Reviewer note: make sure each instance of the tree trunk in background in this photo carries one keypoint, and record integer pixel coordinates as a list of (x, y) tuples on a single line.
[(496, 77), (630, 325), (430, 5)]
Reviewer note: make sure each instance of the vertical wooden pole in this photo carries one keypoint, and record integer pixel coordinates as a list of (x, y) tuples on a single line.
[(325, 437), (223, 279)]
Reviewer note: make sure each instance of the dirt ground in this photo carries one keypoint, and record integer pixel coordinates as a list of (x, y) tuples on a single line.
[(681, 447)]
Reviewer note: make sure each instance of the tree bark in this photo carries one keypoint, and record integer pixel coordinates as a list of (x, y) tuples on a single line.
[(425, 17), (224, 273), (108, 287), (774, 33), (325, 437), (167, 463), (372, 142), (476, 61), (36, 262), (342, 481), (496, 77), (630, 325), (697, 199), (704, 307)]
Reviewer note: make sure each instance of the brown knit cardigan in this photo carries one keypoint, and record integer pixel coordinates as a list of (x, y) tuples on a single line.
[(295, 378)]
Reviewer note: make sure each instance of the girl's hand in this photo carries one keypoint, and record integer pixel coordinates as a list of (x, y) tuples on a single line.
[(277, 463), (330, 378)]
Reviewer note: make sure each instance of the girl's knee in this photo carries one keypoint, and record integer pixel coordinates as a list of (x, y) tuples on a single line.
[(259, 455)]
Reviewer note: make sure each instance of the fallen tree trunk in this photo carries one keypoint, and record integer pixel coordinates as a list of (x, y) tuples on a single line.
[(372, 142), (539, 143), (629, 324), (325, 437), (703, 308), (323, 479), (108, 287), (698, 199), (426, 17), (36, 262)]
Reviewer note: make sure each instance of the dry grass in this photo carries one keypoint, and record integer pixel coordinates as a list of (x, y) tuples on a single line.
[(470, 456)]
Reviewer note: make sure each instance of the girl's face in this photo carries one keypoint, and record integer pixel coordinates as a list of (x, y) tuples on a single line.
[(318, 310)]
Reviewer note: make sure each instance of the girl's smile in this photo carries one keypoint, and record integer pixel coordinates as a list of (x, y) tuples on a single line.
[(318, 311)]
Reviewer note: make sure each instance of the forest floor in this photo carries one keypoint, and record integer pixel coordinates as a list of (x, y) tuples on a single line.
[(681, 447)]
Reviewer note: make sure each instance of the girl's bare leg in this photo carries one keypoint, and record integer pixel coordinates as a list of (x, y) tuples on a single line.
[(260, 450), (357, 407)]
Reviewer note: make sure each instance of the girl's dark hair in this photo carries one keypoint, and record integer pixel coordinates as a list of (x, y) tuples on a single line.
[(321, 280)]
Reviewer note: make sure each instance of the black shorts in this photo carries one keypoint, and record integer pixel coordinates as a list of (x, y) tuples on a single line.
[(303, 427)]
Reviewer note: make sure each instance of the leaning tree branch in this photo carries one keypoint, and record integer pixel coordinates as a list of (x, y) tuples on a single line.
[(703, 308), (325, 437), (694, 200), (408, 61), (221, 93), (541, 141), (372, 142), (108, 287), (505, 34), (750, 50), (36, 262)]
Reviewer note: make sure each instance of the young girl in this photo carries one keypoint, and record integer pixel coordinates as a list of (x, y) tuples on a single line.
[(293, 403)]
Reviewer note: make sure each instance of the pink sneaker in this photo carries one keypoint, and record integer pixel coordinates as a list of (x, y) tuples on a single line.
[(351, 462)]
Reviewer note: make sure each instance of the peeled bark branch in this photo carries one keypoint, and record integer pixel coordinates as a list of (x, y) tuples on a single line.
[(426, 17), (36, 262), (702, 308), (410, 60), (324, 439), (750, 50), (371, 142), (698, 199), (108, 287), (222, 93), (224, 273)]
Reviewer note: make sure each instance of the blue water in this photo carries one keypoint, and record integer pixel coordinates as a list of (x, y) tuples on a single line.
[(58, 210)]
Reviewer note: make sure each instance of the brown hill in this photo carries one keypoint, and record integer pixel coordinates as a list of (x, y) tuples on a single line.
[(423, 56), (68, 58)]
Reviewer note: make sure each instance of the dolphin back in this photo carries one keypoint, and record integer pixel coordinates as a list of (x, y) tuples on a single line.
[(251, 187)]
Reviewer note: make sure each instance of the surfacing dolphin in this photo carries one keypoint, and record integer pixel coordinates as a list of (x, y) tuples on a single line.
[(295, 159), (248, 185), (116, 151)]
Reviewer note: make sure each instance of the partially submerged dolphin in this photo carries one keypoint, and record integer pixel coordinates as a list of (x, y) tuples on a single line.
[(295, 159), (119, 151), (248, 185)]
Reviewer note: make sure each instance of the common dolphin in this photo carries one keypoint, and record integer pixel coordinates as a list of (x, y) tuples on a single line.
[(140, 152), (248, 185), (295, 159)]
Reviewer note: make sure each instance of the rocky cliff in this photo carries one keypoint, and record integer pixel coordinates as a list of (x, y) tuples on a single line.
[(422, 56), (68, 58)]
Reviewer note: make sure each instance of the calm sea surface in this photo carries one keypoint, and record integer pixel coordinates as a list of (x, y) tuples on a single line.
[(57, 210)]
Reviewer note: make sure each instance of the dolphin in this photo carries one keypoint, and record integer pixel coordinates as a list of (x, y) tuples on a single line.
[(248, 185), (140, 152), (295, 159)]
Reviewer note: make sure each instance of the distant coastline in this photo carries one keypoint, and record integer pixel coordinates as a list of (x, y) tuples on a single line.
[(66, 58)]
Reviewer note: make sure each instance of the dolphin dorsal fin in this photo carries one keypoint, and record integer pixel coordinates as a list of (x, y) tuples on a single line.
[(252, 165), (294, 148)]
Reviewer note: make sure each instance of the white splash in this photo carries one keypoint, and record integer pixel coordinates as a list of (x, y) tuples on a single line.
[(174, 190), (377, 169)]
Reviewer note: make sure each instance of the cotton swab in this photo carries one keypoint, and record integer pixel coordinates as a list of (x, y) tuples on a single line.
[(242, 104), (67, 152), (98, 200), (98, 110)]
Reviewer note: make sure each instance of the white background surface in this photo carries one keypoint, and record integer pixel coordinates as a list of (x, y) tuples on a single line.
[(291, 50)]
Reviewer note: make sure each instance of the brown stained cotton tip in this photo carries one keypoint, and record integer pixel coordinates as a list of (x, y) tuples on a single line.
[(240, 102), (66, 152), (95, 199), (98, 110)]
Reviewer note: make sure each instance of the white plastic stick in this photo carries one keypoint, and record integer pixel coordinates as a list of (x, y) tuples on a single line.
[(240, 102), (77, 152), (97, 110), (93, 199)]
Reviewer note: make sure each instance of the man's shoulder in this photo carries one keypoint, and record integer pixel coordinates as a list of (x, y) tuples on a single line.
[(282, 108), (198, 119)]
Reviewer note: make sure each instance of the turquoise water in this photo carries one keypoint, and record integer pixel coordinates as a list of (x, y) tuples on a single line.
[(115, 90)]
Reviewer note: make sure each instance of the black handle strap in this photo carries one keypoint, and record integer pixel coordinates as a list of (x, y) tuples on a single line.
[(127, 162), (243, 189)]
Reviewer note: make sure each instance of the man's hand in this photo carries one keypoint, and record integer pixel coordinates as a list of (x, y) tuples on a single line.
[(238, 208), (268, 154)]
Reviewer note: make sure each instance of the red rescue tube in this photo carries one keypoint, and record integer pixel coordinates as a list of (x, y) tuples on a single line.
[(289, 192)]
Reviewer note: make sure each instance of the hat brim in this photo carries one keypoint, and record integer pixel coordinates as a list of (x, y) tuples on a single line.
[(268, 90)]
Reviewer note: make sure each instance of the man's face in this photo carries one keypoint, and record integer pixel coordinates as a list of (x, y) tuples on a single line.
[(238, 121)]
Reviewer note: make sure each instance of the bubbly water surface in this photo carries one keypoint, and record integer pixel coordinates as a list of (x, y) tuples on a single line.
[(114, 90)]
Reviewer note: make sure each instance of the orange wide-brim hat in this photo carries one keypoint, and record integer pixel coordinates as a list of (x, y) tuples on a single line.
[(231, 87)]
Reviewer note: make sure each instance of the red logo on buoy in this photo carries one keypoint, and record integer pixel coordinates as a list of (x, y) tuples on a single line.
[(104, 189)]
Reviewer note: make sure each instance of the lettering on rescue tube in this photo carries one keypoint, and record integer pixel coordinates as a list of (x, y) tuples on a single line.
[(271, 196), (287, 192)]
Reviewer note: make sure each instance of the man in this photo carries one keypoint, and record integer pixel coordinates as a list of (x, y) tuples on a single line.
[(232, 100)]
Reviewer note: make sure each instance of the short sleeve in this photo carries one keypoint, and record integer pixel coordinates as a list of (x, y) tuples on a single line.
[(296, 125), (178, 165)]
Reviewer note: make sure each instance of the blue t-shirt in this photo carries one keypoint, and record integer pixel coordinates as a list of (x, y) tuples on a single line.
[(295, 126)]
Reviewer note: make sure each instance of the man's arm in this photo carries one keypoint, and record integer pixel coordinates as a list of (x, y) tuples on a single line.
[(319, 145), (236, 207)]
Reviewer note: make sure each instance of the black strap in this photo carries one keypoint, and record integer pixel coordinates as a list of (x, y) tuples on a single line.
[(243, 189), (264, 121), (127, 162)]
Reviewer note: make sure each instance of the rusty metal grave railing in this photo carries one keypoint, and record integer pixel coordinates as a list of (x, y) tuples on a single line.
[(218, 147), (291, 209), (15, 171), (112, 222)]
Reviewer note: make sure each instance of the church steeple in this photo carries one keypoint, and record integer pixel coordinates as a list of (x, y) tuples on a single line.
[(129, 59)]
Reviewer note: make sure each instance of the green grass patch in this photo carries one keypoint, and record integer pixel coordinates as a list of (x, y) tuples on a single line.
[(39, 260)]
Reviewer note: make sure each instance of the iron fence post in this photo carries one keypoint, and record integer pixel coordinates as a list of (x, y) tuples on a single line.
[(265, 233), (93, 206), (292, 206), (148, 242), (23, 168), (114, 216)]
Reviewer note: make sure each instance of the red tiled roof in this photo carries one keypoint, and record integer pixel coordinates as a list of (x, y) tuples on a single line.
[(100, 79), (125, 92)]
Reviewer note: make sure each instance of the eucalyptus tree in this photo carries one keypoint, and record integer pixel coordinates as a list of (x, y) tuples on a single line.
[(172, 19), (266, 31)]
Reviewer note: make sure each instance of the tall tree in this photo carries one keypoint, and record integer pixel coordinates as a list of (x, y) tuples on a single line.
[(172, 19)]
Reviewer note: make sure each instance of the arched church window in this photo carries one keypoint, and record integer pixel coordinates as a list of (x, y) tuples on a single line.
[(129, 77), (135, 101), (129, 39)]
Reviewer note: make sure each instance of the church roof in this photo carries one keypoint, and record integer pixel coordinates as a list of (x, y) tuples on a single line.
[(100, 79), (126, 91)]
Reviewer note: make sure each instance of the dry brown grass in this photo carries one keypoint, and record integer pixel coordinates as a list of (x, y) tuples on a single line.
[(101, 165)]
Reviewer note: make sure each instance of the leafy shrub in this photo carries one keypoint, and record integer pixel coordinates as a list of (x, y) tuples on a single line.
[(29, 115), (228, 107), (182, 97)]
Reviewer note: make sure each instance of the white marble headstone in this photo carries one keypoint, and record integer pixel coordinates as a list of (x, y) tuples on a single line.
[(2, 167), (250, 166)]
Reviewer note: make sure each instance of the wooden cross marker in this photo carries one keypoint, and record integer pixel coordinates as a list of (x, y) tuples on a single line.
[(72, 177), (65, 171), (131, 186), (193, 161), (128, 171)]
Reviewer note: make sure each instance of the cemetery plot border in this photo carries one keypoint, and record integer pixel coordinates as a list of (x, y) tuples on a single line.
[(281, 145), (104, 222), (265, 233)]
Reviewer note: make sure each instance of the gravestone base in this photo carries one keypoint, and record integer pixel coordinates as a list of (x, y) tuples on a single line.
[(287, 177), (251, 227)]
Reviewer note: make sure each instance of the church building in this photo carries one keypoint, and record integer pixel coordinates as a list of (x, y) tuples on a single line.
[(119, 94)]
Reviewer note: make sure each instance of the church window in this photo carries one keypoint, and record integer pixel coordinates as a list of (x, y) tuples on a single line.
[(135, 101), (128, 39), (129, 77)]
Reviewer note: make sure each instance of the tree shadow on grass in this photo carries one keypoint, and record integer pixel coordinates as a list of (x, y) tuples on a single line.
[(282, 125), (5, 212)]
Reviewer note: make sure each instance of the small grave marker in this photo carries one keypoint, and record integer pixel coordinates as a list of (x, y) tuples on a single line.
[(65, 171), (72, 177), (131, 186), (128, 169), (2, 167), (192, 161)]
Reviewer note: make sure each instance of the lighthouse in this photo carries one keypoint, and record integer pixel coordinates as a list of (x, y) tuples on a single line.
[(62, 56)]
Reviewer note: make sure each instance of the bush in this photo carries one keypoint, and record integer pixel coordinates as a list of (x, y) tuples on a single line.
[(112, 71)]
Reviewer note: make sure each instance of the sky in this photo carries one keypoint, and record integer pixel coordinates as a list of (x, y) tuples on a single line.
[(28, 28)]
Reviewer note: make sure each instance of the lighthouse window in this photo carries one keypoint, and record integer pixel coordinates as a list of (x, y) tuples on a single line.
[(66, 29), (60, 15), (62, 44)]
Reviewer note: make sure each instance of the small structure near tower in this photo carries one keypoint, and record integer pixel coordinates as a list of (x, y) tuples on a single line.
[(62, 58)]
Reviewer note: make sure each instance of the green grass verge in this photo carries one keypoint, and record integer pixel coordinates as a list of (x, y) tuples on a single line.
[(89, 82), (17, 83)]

▸ YOUR OBJECTIVE
The answer must be an exact copy of the lines from the one containing "Reviewer note: make sure each instance of the church window" through the last line of the records, both included.

▸ EXPECTED ANSWER
Reviewer note: make sure each instance of the church window in this photo carries one keypoint, and record integer pixel coordinates as a list of (x, y) tuples on a single line.
[(135, 101), (128, 39), (129, 77)]
Reviewer note: make sure each instance of the tree shadow on grass in this photo carries one keypoint, and record integer pixel coordinates as a list of (x, y) tuples on a single line.
[(282, 125), (5, 212)]
Reviewer note: make sure each instance of the small grave marker in this photo carries one keypoint, and record integer pixel coordinates as a list of (x, y) tuples on a single line.
[(65, 171), (72, 177), (131, 186), (128, 169), (2, 167), (192, 161)]
Reviewer note: make sure each instance of the lighthouse in this photo carries one keypoint, and record integer pixel coordinates as a list of (x, y) tuples on a single line.
[(62, 56)]
Reviewer note: make sure each instance of the bush in this photo carries one keypoint, and record integer pixel coordinates as a list of (x, y) tuples on a single line.
[(112, 71)]
Reviewer note: make sure each instance of the sky in this photo carries one keypoint, and record integer pixel coordinates as a list of (x, y) tuples on a single line.
[(28, 28)]
Reviewer note: make sure each instance of the lighthouse window in this photo carries one keypoint, and record integer pixel coordinates as a list of (x, y) tuples on a single line.
[(66, 29), (60, 15), (62, 44)]
Reviewer note: make sure each instance of the small structure near tower in this photo carries one keypoint, and record integer pixel coordinates as a list of (x, y) tuples on a single line.
[(62, 58)]
Reviewer note: make sure each instance of the green grass verge in this photo carries one keypoint, and record integer pixel coordinates as a list of (x, y) tuples on a single line.
[(89, 82), (17, 83)]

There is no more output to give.